** BEGIN **

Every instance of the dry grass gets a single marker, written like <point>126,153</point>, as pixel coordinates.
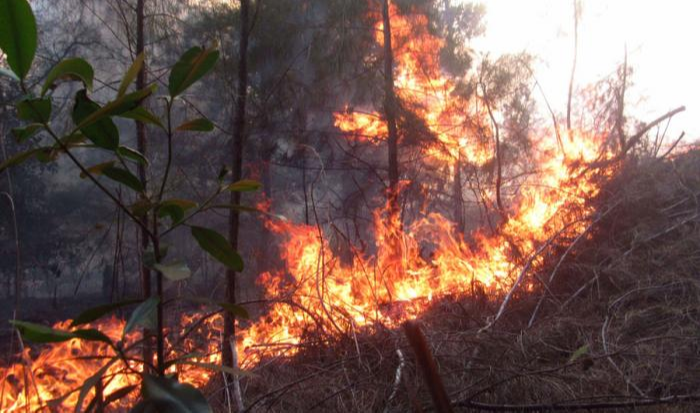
<point>620,322</point>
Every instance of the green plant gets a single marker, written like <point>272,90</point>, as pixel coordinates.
<point>94,129</point>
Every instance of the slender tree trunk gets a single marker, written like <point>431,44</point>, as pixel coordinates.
<point>620,121</point>
<point>458,198</point>
<point>390,113</point>
<point>239,121</point>
<point>141,81</point>
<point>573,69</point>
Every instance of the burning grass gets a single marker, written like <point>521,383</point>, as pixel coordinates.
<point>617,326</point>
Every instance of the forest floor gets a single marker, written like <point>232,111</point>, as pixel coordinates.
<point>618,328</point>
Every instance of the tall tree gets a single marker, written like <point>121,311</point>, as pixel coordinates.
<point>239,121</point>
<point>390,114</point>
<point>141,80</point>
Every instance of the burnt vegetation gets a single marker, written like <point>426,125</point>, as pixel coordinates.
<point>331,205</point>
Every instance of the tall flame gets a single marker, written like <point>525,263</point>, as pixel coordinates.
<point>318,294</point>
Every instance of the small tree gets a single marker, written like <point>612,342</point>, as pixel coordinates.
<point>157,215</point>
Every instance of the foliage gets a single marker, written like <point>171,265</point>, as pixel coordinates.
<point>94,129</point>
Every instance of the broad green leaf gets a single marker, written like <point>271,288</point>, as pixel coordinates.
<point>97,169</point>
<point>175,213</point>
<point>174,272</point>
<point>103,132</point>
<point>38,333</point>
<point>131,74</point>
<point>133,155</point>
<point>245,185</point>
<point>91,382</point>
<point>197,125</point>
<point>119,394</point>
<point>26,132</point>
<point>192,66</point>
<point>20,158</point>
<point>8,73</point>
<point>142,114</point>
<point>71,69</point>
<point>580,352</point>
<point>141,207</point>
<point>143,315</point>
<point>18,35</point>
<point>218,247</point>
<point>34,110</point>
<point>168,395</point>
<point>95,313</point>
<point>175,209</point>
<point>123,177</point>
<point>118,106</point>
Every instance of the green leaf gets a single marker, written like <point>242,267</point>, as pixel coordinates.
<point>119,394</point>
<point>95,313</point>
<point>20,158</point>
<point>18,35</point>
<point>141,207</point>
<point>218,247</point>
<point>192,66</point>
<point>131,74</point>
<point>143,315</point>
<point>580,352</point>
<point>97,169</point>
<point>24,133</point>
<point>8,73</point>
<point>217,367</point>
<point>174,272</point>
<point>245,185</point>
<point>91,382</point>
<point>103,132</point>
<point>197,125</point>
<point>71,69</point>
<point>133,155</point>
<point>142,114</point>
<point>34,110</point>
<point>38,333</point>
<point>168,395</point>
<point>175,209</point>
<point>118,106</point>
<point>123,177</point>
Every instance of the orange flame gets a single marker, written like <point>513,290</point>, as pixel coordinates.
<point>318,294</point>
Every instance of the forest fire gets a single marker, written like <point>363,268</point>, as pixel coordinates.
<point>318,292</point>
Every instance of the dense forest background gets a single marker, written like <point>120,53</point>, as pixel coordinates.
<point>310,128</point>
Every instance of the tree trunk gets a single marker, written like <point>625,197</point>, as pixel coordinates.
<point>390,113</point>
<point>141,80</point>
<point>458,198</point>
<point>237,172</point>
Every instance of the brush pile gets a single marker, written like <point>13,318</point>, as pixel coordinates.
<point>612,322</point>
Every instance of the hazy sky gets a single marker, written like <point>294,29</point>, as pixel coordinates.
<point>662,39</point>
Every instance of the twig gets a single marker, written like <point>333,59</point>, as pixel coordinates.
<point>397,380</point>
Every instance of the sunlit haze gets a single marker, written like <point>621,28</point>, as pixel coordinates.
<point>659,37</point>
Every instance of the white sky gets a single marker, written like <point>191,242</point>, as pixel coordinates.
<point>662,39</point>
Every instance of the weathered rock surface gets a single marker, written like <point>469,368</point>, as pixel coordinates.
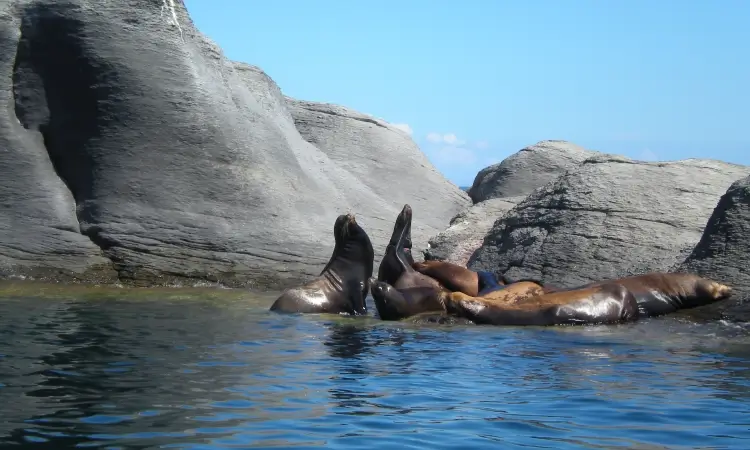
<point>467,230</point>
<point>608,218</point>
<point>723,252</point>
<point>528,169</point>
<point>132,147</point>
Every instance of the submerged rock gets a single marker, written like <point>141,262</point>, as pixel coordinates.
<point>608,218</point>
<point>134,148</point>
<point>723,252</point>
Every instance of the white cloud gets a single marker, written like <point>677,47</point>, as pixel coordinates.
<point>435,137</point>
<point>403,127</point>
<point>454,156</point>
<point>648,155</point>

** END **

> **Required task**
Please give all the records again with "pixel coordinates" substituted by "image coordinates" and everything else unchanged, leaving the pictures out.

> **Answer below**
Every instance of the dry grass gets a single marker, written like <point>126,153</point>, as image coordinates.
<point>620,322</point>
Every instance of the green plant gets a single marker, written like <point>272,90</point>, as image coordinates.
<point>94,129</point>
Every instance of the slender tree trunk gets a single marker, written like <point>431,44</point>, as image coordinates.
<point>620,121</point>
<point>458,198</point>
<point>390,113</point>
<point>239,121</point>
<point>141,81</point>
<point>573,69</point>
Every instance of the burning grass gets a single marker, written like <point>521,383</point>, as image coordinates.
<point>617,326</point>
Every instance of the forest floor gets a single marker, written like <point>232,111</point>, as image coordinates.
<point>618,328</point>
Every instance of the tall tree gets a single marker, written like <point>121,311</point>, as image coordinates.
<point>239,121</point>
<point>390,114</point>
<point>141,80</point>
Every instance of the burnt vegetation gets a single marker, written like <point>426,125</point>, as image coordinates.
<point>331,205</point>
Every instance of the tall flame gets a single marker, written like <point>525,263</point>, as image coordinates.
<point>318,294</point>
Every instance of the small tree gets a single marker, written like <point>612,342</point>, as image coordinates.
<point>157,215</point>
Every instance of the foliage gets a single marker, written like <point>171,265</point>, as image coordinates.
<point>94,129</point>
Every instance of the broad green leaf gets a single marker, written like <point>271,288</point>, as image coordinates.
<point>97,169</point>
<point>175,213</point>
<point>174,272</point>
<point>103,132</point>
<point>38,333</point>
<point>131,74</point>
<point>133,155</point>
<point>245,185</point>
<point>91,382</point>
<point>197,125</point>
<point>119,394</point>
<point>26,132</point>
<point>192,66</point>
<point>20,158</point>
<point>8,73</point>
<point>142,114</point>
<point>71,69</point>
<point>580,352</point>
<point>141,207</point>
<point>143,315</point>
<point>18,35</point>
<point>218,247</point>
<point>34,110</point>
<point>168,395</point>
<point>95,313</point>
<point>175,209</point>
<point>123,177</point>
<point>118,106</point>
Every instance of the green leaf gets a single marker, written like <point>242,267</point>, as image coordinates.
<point>119,394</point>
<point>95,313</point>
<point>20,158</point>
<point>18,35</point>
<point>141,207</point>
<point>218,247</point>
<point>192,66</point>
<point>131,74</point>
<point>143,315</point>
<point>580,352</point>
<point>97,169</point>
<point>24,133</point>
<point>8,73</point>
<point>217,367</point>
<point>174,272</point>
<point>245,185</point>
<point>91,382</point>
<point>103,132</point>
<point>197,125</point>
<point>71,69</point>
<point>133,155</point>
<point>142,114</point>
<point>34,110</point>
<point>38,333</point>
<point>168,395</point>
<point>175,209</point>
<point>118,106</point>
<point>123,177</point>
Every instance of the orange flame gets a single marker, written like <point>513,290</point>, as image coordinates.
<point>318,294</point>
Every instance of the forest fire gets a single marker, written like <point>363,268</point>, as image coordinates.
<point>318,292</point>
Every instance of the dense forest background gets a single marker, written like <point>120,53</point>, as image coordinates.
<point>310,128</point>
Every instance of the tree trunk gets a single marker, written like <point>625,197</point>, as image coordinates.
<point>390,113</point>
<point>141,80</point>
<point>458,198</point>
<point>237,172</point>
Every instance of the brush pile gets a single marker, written like <point>13,318</point>, as image coordinates.
<point>612,322</point>
Every instance of the hazy sky gets a single marker, written like <point>294,29</point>, as image coordinates.
<point>662,39</point>
Every instance of the twig gets a single marker, written like <point>333,59</point>, as image coordinates.
<point>397,380</point>
Every instance of the sunlit haze gets a single marker, written like <point>621,28</point>, as image coordinates.
<point>659,37</point>
Every instance of the white sky gets a single marker, written like <point>191,242</point>, as image coordinates.
<point>662,39</point>
Every instance of the weathered rock surface gets a single marker, written like <point>469,368</point>, as image coordinates.
<point>467,230</point>
<point>608,218</point>
<point>723,252</point>
<point>528,169</point>
<point>132,147</point>
Every instance of the submerged rock gets a single marker, written like <point>141,262</point>, as image coordinates.
<point>608,218</point>
<point>134,148</point>
<point>723,252</point>
Every instance of the white cloud gets a single marker, written like <point>677,47</point>, as image coordinates.
<point>435,137</point>
<point>403,127</point>
<point>454,156</point>
<point>648,155</point>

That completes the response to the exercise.